--- Extracted material Enclosed Below ---

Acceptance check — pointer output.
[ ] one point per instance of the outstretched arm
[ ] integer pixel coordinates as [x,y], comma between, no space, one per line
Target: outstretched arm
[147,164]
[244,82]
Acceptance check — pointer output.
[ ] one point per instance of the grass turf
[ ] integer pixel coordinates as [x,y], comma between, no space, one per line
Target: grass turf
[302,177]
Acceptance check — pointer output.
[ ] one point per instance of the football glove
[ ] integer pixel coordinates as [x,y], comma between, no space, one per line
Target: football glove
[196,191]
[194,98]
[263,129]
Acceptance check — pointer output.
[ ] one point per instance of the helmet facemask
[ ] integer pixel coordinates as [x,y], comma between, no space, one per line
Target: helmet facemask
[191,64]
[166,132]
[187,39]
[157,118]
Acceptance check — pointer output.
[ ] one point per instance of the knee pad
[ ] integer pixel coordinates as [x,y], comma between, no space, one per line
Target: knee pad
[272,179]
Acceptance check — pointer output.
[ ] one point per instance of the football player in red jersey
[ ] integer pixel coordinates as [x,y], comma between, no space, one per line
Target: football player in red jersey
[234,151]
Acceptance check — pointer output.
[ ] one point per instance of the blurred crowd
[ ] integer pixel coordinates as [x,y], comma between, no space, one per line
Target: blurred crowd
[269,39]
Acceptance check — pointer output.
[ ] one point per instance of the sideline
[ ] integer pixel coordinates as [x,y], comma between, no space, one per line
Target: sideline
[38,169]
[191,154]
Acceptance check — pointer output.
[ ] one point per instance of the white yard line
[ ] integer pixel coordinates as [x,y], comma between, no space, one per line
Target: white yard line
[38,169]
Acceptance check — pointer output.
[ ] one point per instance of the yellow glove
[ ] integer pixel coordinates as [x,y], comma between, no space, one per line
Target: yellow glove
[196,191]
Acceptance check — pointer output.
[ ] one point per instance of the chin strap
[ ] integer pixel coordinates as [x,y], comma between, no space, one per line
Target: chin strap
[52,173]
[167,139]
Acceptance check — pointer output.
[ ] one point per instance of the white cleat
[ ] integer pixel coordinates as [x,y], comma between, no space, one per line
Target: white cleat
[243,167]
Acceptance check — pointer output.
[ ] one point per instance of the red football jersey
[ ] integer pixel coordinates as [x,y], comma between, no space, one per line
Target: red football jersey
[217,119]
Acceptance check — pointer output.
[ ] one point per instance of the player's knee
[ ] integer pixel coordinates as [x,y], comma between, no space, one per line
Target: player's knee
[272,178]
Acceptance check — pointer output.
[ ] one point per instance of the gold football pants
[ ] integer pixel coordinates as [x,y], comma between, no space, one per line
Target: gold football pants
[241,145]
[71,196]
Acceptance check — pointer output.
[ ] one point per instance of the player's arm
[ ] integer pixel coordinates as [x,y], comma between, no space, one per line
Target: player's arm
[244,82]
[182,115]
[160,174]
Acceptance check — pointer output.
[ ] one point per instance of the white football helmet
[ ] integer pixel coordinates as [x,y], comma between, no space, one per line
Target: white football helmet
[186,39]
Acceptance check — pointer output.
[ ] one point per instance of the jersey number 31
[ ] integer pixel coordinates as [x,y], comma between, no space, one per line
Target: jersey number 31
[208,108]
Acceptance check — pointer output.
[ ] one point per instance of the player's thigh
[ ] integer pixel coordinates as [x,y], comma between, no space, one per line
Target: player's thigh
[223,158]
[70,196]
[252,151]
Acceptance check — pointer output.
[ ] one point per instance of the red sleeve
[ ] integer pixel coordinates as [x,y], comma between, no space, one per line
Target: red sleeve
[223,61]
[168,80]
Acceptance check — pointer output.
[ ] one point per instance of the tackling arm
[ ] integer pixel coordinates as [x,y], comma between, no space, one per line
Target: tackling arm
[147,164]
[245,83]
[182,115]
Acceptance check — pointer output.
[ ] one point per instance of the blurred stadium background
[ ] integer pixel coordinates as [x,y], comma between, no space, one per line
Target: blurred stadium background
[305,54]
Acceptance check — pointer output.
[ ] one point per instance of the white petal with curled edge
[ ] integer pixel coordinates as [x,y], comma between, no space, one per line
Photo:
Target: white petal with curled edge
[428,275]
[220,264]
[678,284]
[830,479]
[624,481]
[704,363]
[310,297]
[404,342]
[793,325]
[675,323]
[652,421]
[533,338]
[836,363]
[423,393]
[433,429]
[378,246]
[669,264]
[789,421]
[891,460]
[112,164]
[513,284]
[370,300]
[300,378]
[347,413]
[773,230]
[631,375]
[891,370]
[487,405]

--- End of Enclosed Extracted material ---
--- Extracted material Enclosed Below ---

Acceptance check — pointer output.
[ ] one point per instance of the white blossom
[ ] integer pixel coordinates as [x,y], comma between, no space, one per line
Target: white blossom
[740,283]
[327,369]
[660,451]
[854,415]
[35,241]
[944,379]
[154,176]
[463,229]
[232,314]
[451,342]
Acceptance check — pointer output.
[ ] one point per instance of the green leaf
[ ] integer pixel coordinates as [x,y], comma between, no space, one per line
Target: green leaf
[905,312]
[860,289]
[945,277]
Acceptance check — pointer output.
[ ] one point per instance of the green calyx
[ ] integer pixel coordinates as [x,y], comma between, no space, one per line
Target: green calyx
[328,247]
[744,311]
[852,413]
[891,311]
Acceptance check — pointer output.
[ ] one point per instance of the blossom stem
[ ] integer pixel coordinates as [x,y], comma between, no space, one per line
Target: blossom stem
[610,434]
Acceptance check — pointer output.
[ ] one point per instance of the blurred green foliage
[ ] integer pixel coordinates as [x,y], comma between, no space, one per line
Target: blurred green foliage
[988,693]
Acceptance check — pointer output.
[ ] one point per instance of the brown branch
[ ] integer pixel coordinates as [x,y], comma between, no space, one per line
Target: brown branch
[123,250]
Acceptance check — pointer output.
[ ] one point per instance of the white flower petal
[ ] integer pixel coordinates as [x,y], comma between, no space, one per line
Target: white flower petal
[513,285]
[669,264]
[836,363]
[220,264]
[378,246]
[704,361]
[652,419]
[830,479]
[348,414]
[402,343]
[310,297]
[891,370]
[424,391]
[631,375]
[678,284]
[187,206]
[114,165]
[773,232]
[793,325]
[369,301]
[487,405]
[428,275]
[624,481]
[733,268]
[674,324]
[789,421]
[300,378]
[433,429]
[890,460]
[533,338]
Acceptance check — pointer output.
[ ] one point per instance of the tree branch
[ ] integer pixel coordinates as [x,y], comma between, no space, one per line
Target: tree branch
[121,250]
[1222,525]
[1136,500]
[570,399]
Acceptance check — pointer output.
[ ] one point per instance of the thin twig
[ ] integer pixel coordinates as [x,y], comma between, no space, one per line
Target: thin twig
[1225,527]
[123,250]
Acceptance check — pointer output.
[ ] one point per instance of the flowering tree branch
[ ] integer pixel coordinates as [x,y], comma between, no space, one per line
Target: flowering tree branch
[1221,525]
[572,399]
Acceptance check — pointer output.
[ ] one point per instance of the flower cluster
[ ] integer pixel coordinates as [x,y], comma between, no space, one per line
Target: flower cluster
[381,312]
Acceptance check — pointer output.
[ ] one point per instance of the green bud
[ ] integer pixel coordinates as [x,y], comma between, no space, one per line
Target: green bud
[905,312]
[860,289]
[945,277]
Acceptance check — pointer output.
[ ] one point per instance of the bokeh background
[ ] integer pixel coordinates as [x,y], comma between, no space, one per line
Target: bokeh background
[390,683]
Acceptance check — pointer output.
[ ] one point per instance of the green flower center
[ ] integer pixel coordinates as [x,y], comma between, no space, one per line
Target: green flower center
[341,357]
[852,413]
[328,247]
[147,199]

--- End of Enclosed Extracted material ---
--- Extracted material Enclosed Below ---

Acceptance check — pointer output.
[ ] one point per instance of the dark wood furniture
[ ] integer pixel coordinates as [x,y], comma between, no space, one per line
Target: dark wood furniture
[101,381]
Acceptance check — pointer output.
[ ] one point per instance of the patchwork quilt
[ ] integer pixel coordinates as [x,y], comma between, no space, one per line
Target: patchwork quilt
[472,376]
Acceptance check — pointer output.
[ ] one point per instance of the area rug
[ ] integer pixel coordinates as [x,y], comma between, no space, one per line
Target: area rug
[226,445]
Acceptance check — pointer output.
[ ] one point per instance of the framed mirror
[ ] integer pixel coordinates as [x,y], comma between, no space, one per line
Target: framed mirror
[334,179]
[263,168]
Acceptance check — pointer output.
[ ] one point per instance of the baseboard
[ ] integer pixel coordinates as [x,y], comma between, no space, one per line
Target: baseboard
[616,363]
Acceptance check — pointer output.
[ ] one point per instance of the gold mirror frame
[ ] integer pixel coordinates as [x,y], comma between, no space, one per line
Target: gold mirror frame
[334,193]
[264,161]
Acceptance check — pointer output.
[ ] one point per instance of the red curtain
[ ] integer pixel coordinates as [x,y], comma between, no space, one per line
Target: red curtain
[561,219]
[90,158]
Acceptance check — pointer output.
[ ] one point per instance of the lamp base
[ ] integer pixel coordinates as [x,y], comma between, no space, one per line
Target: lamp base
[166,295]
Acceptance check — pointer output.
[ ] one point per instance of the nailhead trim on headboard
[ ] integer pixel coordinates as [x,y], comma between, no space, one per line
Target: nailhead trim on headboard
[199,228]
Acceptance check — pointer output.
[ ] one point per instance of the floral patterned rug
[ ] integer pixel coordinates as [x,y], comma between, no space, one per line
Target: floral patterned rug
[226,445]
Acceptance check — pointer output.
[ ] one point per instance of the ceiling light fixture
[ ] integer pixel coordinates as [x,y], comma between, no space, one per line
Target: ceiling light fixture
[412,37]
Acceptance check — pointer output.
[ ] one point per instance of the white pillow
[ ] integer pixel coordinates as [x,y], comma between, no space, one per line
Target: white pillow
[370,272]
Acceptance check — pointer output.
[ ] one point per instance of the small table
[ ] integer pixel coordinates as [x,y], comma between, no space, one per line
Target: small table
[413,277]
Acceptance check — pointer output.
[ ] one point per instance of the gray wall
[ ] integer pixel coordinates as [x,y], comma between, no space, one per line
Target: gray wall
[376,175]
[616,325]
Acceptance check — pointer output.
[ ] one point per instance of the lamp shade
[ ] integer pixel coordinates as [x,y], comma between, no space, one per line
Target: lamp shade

--- End of Enclosed Extracted material ---

→ Problem: Each line of the data that holds "shade" should be reported.

→ Exercise output:
[ ] one point per instance of the lamp shade
Target: lamp shade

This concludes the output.